_Page text:_
☆ ☆ ☆ ☆
We all struggle from time to time with motivation and inspiration, as we try to live creative and productive lives. Sometimes it’s good to take a step back and realize that resting is OK. Rest is one of the best things you can do to feed your creative soul.
This past weekend I combined rest with inspiration and creativity. I attended a photography workshop that was held at Taliesin in Wisconsin. It wasn’t resting in the sense that I lounged around reading books, or wandering quietly in the woods. It was resting in the way that being away from daily routines and household responsibilities can be.
“You are not lazy, unmotivated or stuck. After years of living your life in survival mode, you are exhausted. There is a difference.”
So, even though the days were long and filled to the brim. They were filled with the inspiration of just being immersed in the world of Frank Lloyd Wright. Spending time with like-minded creatives, learning, and sharing knowledge, techniques and stories with each other also feeds the creative soul.
☆ ☆ ☆ ☆
Reproduce word for word everything in the post on rest and creativity from "This past weekend" down to "the creative soul.".

_Extracted information:_
☆ ☆ ☆ ☆
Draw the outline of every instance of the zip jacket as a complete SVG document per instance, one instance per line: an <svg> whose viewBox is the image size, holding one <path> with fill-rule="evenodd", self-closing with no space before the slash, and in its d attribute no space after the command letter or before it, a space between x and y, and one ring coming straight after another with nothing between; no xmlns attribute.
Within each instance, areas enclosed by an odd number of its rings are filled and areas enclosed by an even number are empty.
☆ ☆ ☆ ☆
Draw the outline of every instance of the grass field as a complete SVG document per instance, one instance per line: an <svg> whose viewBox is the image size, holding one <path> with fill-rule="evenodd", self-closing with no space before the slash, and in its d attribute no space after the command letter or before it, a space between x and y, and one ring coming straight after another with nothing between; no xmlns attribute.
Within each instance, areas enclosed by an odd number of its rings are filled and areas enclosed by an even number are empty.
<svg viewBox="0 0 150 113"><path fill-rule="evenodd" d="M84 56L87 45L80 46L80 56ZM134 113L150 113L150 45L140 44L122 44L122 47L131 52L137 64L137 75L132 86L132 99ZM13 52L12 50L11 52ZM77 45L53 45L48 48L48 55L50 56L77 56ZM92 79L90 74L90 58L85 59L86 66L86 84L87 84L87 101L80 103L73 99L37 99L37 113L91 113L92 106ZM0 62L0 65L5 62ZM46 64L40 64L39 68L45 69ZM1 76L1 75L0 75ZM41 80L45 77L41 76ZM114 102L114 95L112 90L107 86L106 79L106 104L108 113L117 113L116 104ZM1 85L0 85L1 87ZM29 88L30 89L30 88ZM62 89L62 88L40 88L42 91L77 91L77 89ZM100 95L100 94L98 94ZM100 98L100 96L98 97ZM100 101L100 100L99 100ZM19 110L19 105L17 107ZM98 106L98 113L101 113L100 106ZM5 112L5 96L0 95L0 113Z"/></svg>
☆ ☆ ☆ ☆
_Final answer:_
This past weekend I combined rest with inspiration and creativity. I attended a photography workshop that was held at Taliesin in Wisconsin. It wasn’t resting in the sense that I lounged around reading books, or wandering quietly in the woods. It was resting in the way that being away from daily routines and household responsibilities can be.
“You are not lazy, unmotivated or stuck. After years of living your life in survival mode, you are exhausted. There is a difference.”
So, even though the days were long and filled to the brim. They were filled with the inspiration of just being immersed in the world of Frank Lloyd Wright. Spending time with like-minded creatives, learning, and sharing knowledge, techniques and stories with each other also feeds the creative soul.